## THE REQUEST
Convert the records, from the line containing "of the building" through the line containing "Target: building facade", into a numbered list, leaving out any blank lines. Convert only those lines.

## GIVEN ENTRIES

------------------------------------------------------------------------

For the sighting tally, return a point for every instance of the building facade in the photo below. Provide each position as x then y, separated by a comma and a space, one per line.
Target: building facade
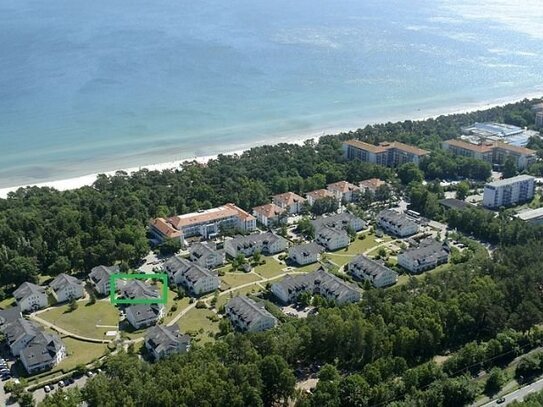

------------------------------------------------------------------------

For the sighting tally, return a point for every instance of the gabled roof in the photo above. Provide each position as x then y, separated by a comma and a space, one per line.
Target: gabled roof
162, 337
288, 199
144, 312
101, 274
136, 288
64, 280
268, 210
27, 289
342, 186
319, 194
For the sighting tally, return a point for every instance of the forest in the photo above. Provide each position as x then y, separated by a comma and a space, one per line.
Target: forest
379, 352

------------------------------------------------------------------------

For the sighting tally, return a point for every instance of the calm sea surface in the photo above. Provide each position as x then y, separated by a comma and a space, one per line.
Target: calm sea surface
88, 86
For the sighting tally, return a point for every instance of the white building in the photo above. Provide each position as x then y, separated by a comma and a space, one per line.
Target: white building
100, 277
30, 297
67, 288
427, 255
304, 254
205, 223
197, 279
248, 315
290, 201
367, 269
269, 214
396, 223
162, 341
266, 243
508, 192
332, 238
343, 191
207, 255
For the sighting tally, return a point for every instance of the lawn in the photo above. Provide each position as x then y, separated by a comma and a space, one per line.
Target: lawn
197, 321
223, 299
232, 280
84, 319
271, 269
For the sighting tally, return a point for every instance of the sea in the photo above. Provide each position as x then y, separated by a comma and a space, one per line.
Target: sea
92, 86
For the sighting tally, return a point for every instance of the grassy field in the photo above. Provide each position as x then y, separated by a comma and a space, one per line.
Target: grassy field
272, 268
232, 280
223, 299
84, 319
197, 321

------------------------------------------------------------------------

## EXPECTED OUTPUT
1. For the sighting tally, return a point for every instance of the building facade in the photo below. Provide each position as x then y, separated by a comma and a space, one per line.
2. Target: building facade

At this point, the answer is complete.